[待办任务]
(1) 根据关于桉树林遥感识别的节选原文，回答下列问题：
(a) 该研究以哪一区域为研究对象？
(b) 研究利用了哪种高分辨率影像数据？
(c) 文中如何定义单个像元的空间异质性指数？
(2) 续写关于桉树林遥感识别的节选原文，从其最后一句之后接着写。

森林资源具有多尺度的层次结构,它的一个基本特征就是多尺度特征。不同层次的森林资源信息,一般只在特定的尺度下才出现。因此,在提取某一层次的森林资源信息时,需要确定最佳研究尺度,但由于森林类型的复杂性,以及由树龄、生长密度等引起的空间异质性,我们需要确定的不是最佳尺度,而是一个最佳尺度域。由于在砍伐时间上的差异,桉树林的树龄及生长密度存在空间差异,从而导致明显的空间异质性。空间异质性是导致空间尺度效应的主要因素之一,森林资源信息特征的空间异质性随空间尺度如何变化?如果考虑空间异质性,能否消除尺度效应,进而提高林业遥感信息提取精度?
以北部湾典型桉树林分布区为研究对象,尝试利用GeoEye-1高分辨率影像数据来识别和提取桉树林遥感信息。基于GeoEye-1影像的光谱特征和空间纹理特征并采用面向对象分类法来识别和提取桉树林信息,同时结合GeoEye-1影像模拟不同空间分辨率影像数据,通过分类精度来确定桉树林遥感识别的最佳尺度域。基于GeoEye-1影像模拟的不同空间分辨率影像数据,分析和讨论了不同尺度下桉树林遥感信息特征及其空间异质性的的空间尺度效应。结合空间异质性信息,尝试实现桉树林叶面积指数的精确制图。主要研究内容及主要研究结论如下:
(1)提出了能有效定量描述任意区域大小(包括单个像元)的空间异质性的空间异质性指数(SHI),空间异质性指数定义为中心像元分别与八邻域差的绝对值之和,整个图像或局部图像的空间异质性指数为这些区域所有像元的空间异质性指数均值。基于GeoEye-1影像模拟的不同空间分辨率影像,从不同分辨率影像中分别选择了300×300m的居民区、滩涂、桉树林和天然林样区,基于本文提出的空间异质性指数来定量描述不同地物类型的空间异质性特征,发现在某一特定的空间分辨率尺度下,居民区、森林植被、滩涂的空间异质性指数依次减小;随着空间分辨率的变化,不同地物类型的空间异质性指数均呈现降低趋势,但下降的幅度不一。以上研究结果与实际情况相一致,表明空间异质性指数能有效描述地表的空间异质性特征。

[所给资料]
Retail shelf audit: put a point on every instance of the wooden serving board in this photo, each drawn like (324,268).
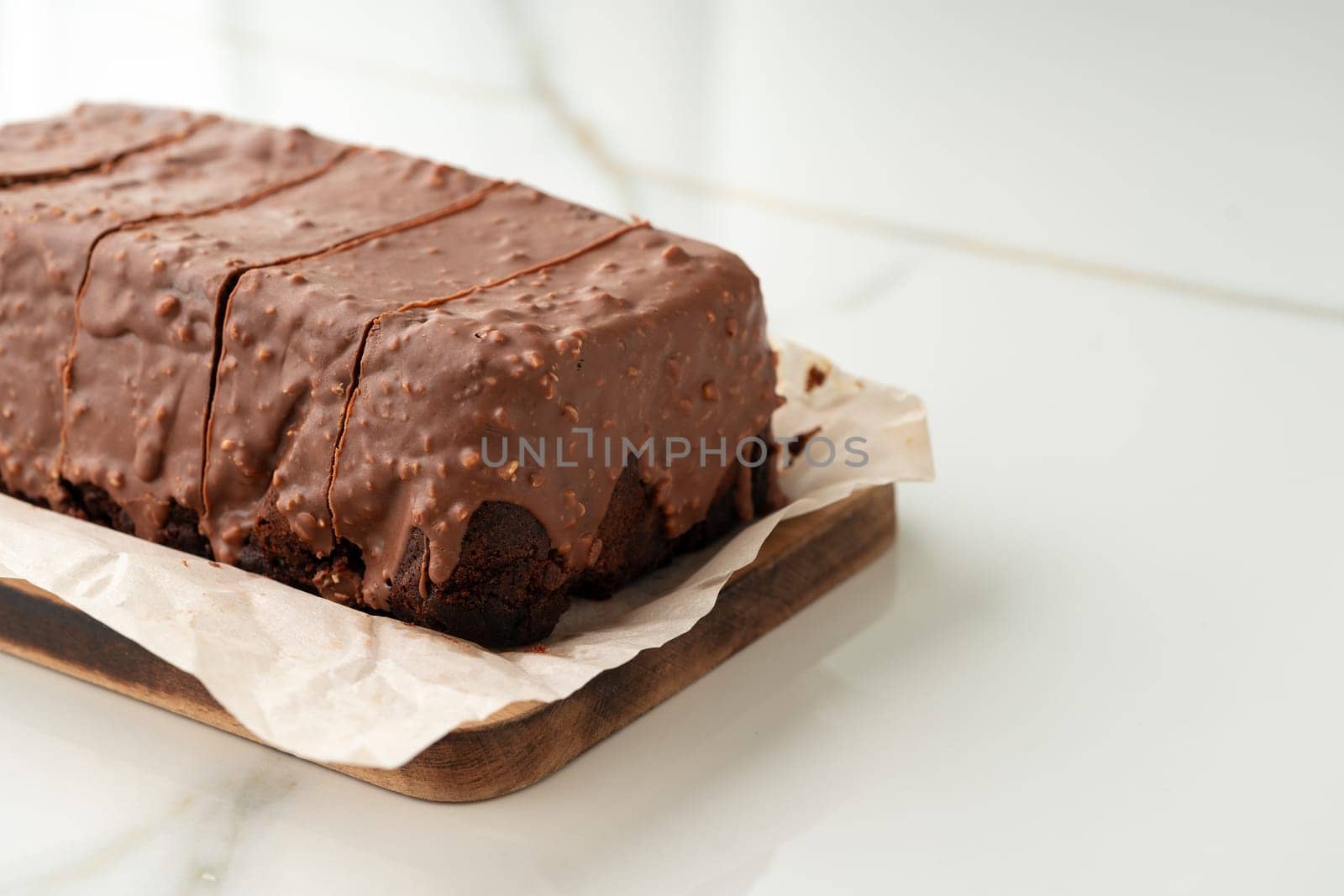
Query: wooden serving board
(522,743)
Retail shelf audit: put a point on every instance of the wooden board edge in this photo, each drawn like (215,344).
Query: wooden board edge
(521,745)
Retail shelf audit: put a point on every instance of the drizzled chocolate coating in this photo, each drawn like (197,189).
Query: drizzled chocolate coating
(143,364)
(291,354)
(91,136)
(292,342)
(47,231)
(645,336)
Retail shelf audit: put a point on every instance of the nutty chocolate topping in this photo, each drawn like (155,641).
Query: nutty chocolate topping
(141,358)
(292,343)
(645,336)
(91,136)
(47,231)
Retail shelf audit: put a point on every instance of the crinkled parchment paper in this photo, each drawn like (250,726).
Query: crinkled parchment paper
(336,685)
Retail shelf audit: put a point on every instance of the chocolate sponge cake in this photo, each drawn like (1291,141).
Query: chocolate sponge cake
(396,385)
(47,231)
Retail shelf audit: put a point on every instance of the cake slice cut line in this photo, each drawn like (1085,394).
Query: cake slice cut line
(470,202)
(638,223)
(155,490)
(67,369)
(192,123)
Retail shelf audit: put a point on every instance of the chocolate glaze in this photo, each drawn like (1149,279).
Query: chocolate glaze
(87,137)
(292,345)
(47,231)
(645,336)
(141,369)
(302,349)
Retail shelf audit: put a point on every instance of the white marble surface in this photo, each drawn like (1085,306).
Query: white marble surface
(1102,242)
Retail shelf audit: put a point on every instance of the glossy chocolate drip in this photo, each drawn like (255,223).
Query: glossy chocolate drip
(645,336)
(293,338)
(143,369)
(91,136)
(47,233)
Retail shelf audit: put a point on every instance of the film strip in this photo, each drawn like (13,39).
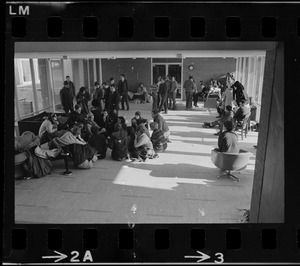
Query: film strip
(169,30)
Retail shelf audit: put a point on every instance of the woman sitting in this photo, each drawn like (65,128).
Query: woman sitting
(92,128)
(143,144)
(49,129)
(228,115)
(158,139)
(228,140)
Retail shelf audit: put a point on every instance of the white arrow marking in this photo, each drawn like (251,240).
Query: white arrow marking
(202,257)
(60,257)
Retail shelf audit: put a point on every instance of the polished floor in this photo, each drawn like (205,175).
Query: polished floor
(181,186)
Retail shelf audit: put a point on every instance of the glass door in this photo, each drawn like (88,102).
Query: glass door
(175,71)
(158,70)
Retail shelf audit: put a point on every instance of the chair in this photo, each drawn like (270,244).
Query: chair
(230,162)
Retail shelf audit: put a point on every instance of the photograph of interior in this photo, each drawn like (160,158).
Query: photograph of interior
(189,180)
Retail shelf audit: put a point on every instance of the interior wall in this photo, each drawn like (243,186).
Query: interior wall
(135,71)
(267,203)
(208,68)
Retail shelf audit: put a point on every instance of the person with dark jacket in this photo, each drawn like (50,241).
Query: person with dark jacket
(83,97)
(158,139)
(114,100)
(172,94)
(76,116)
(242,111)
(123,91)
(162,124)
(239,93)
(66,97)
(99,94)
(228,140)
(189,87)
(118,143)
(163,92)
(138,119)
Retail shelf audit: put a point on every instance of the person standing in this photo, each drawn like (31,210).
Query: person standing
(163,92)
(123,91)
(172,94)
(162,124)
(189,86)
(114,100)
(154,95)
(66,98)
(98,95)
(71,86)
(83,97)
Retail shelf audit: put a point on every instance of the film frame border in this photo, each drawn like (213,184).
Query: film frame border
(287,31)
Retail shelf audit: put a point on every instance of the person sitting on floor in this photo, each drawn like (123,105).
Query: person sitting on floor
(118,143)
(70,137)
(157,138)
(241,112)
(228,140)
(228,115)
(92,128)
(138,119)
(76,116)
(49,129)
(162,124)
(143,144)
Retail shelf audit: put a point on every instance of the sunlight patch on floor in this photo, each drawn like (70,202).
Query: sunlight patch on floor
(128,176)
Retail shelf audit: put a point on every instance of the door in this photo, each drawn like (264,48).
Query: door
(174,70)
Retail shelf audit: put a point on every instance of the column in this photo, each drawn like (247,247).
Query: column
(100,71)
(50,83)
(32,72)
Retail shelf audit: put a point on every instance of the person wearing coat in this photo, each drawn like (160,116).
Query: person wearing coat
(83,97)
(66,97)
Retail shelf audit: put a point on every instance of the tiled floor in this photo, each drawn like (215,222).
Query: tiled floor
(181,186)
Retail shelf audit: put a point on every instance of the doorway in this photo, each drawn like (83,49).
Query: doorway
(172,69)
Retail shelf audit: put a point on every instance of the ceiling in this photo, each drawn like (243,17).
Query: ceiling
(140,49)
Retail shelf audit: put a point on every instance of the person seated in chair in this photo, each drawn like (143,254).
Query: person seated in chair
(228,115)
(228,140)
(242,111)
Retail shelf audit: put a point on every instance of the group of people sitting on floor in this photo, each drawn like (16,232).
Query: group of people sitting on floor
(232,106)
(87,136)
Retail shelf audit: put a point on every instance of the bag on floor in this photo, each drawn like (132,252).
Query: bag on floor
(37,166)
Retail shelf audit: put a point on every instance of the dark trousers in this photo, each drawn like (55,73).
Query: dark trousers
(125,99)
(195,98)
(172,100)
(154,103)
(163,103)
(189,98)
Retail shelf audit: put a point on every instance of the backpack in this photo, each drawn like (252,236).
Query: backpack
(38,167)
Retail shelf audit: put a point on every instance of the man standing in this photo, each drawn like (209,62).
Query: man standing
(162,124)
(163,92)
(188,86)
(98,95)
(71,86)
(114,100)
(123,91)
(172,94)
(66,97)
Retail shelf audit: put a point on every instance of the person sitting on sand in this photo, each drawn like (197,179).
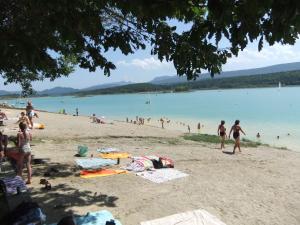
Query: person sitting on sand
(2,117)
(236,135)
(222,133)
(3,144)
(24,138)
(24,119)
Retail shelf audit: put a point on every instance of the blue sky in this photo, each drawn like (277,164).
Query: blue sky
(143,67)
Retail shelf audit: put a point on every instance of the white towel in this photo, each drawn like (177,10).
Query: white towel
(196,217)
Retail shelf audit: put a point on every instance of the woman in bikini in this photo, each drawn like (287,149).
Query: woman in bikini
(222,133)
(24,137)
(236,134)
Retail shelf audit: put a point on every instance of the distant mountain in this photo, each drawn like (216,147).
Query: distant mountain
(237,73)
(2,92)
(58,91)
(103,86)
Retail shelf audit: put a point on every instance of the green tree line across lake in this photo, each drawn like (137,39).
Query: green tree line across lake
(254,81)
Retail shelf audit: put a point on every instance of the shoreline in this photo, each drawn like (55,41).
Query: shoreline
(253,186)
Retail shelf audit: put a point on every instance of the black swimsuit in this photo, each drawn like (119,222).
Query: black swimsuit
(236,133)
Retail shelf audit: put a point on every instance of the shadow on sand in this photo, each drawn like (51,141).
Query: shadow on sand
(57,202)
(228,153)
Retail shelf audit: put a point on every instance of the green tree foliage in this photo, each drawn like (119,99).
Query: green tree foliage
(45,39)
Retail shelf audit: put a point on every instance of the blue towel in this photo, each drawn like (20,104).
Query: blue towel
(94,163)
(95,218)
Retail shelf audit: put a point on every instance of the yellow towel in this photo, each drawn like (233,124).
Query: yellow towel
(101,173)
(114,155)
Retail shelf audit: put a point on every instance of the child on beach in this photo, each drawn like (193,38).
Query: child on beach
(222,133)
(24,138)
(236,135)
(24,119)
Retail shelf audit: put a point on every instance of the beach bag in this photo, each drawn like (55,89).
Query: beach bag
(82,151)
(27,213)
(166,162)
(12,185)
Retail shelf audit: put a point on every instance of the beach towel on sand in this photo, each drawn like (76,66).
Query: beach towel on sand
(114,155)
(38,126)
(94,163)
(108,150)
(196,217)
(162,175)
(95,218)
(100,173)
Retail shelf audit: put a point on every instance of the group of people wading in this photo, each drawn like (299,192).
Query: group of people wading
(235,130)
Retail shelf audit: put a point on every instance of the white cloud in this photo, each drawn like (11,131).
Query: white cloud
(147,63)
(252,58)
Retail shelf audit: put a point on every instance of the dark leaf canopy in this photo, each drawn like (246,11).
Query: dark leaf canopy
(46,38)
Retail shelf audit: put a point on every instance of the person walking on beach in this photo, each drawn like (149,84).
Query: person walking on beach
(30,113)
(198,127)
(222,133)
(24,119)
(24,138)
(2,117)
(162,123)
(3,145)
(236,129)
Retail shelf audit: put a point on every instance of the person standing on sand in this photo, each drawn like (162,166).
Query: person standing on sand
(24,138)
(30,113)
(162,123)
(198,128)
(24,119)
(236,135)
(3,145)
(222,133)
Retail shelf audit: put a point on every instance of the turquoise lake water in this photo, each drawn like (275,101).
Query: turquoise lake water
(270,111)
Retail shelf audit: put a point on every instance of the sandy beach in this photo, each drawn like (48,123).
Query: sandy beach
(258,186)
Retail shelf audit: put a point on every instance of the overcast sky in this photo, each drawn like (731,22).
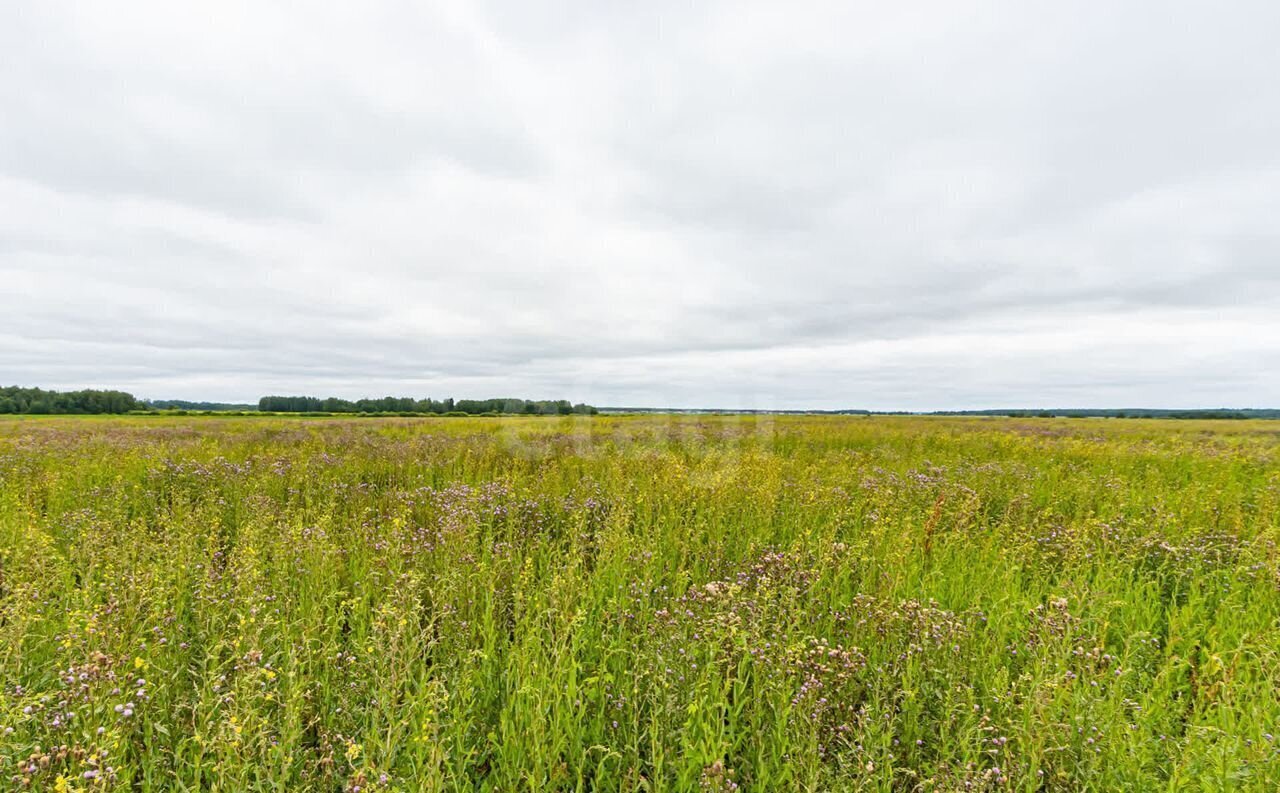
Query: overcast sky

[逐项答复]
(1)
(a) 北部湾典型桉树林分布区。
(b) GeoEye-1高分辨率影像数据。
(c) 定义为中心像元分别与八邻域差的绝对值之和。

(2)
(2)桉树林遥感信息特征存在明显的空间异质性。结合桉树林光谱特征、生物属性特征以及空间特征,分析了各自的空间异质性,并探讨了各自空间异质性随尺度的变化规律。在光谱特征中,分别分析了红光波段、近红外波段反射率,以及NDVI的空间异质性,发现它们均随着空间分辨率下降呈现明显的下降趋势,且空间分辨率越低,其下降的幅度越小。在生物属性特征中,以桉树林叶面积指数为例分析了其空间异质性特征,发现它的空间异质性特征随着空间分辨率的降低而减小。在空间纹理特征的尺度效应分析中,发现各纹理参数均随空间分辨率的变化而变化,且变化趋势不一,但其原因均是由于空间分辨率的降低,空间异质性减小,纹理变细且更为简单。各纹理参数图像的空间异质性则随着空间分辨率的降低均呈现为增大趋势。
(3)高分辨率遥感影像具有识别和提取桉树林的能力,且空间分辨率越高,识别精度越高,桉树林遥感识别建议选用<15m分辨率影像。以2m分辨率的GeoEye影像为数据源,通过简单平均法模拟了5m、10m、15m、20m、30m分辨率影像序列,开展了对研究区内的典型地物,尤其是桉树林的识别与提取研究。研究结果表明:GeoEye影像能从研究区中有效识别与提取桉树林。通过采用面向对象分类法进行分类,它可以充分利用地物的光谱特征和空间几何特征,从而提高了桉树林的识别能力,其识别精度受空间分辨率控制,发现桉树林遥感识别选用的分辨率<15m为宜。
(4)结合空间异质性信息,建立了桉树林叶面积指数尺度转换模型,它能显著地校正桉树林叶面积指数的反演结果,可实现叶面积指数精确制图。讨论了桉树林反射率特征、植被指数以及叶面积指数的空间尺度效应,对植被指数(以DVI和NDVI为例)和叶面积指数的空间尺度效应进行了理论推导和模拟,发现空间尺度效应产生的原因主要为空间异质性,另外还有算法的非线性效应,并基于GeoEye-1影像模拟的不同空间分辨率影像进行验证。基于高分辨率GeoEye-1影像,采用空间异质性指数来描述桉树林信息特征的空间异质性,发现空间异质性指数与桉树林信息特征的尺度误差之间存在显著相关关系,进而构建了叶面积指数尺度转换模型。结果表明,基于空间异质性指数的空间尺度转换模型可以有效校正粗分辨率LAI的尺度误差。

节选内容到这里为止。